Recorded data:
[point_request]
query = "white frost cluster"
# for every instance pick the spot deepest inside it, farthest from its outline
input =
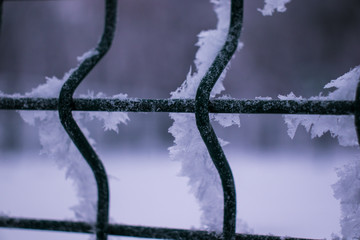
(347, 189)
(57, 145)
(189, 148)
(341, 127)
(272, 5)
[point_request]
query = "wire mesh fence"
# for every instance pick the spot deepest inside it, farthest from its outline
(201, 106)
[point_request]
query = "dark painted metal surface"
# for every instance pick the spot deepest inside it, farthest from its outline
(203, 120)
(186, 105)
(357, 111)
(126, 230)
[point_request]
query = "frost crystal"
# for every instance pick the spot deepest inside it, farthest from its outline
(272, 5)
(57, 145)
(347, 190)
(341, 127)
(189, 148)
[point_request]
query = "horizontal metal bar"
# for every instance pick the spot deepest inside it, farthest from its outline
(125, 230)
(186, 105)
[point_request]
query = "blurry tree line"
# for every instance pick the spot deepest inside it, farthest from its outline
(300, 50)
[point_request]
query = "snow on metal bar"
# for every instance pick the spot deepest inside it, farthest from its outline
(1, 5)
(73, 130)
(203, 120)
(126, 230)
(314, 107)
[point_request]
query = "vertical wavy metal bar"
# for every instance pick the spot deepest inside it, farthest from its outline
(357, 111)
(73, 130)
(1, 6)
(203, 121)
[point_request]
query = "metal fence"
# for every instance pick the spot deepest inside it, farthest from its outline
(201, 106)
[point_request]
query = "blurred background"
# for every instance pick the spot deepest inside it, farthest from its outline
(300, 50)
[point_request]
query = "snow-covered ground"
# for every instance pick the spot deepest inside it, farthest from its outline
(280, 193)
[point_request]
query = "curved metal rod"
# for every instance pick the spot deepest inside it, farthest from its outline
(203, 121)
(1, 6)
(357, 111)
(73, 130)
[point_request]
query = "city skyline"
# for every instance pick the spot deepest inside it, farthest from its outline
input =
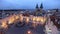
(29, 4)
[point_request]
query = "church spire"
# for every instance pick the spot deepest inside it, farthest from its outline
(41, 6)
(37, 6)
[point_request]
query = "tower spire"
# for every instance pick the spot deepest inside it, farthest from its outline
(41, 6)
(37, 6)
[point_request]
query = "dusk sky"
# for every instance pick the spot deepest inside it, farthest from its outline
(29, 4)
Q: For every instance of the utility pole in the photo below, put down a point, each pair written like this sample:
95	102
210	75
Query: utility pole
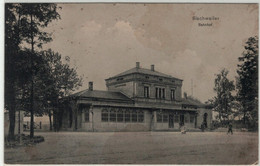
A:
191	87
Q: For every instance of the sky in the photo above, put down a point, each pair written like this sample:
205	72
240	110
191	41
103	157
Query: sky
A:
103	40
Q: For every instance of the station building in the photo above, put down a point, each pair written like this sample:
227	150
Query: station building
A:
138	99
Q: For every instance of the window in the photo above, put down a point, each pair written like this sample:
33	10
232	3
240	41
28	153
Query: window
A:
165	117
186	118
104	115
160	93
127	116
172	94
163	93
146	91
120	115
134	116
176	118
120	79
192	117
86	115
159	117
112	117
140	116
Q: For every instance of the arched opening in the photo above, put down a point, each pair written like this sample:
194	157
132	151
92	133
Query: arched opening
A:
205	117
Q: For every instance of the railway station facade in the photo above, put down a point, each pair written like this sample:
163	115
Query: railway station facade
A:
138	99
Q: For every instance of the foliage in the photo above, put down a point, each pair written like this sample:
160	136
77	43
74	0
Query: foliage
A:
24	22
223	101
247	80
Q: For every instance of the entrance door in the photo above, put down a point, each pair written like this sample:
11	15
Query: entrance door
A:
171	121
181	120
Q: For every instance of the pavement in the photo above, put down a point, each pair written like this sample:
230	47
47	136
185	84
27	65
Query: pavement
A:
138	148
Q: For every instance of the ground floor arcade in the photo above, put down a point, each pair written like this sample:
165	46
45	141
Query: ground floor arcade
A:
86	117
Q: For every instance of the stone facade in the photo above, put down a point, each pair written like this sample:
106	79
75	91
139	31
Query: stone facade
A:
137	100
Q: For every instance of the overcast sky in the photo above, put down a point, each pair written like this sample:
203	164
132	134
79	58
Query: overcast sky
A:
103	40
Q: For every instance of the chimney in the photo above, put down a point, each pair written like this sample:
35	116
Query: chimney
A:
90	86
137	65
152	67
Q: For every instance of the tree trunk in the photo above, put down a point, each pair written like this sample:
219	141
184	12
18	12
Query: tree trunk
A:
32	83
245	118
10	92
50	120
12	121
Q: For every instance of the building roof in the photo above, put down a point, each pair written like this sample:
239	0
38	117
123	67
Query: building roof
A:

- EXERCISE REQUIREMENTS:
Copy out every line in the records where the word "spire" is found.

- COMPLETED EXERCISE:
query = "church spire"
query = "tower spire"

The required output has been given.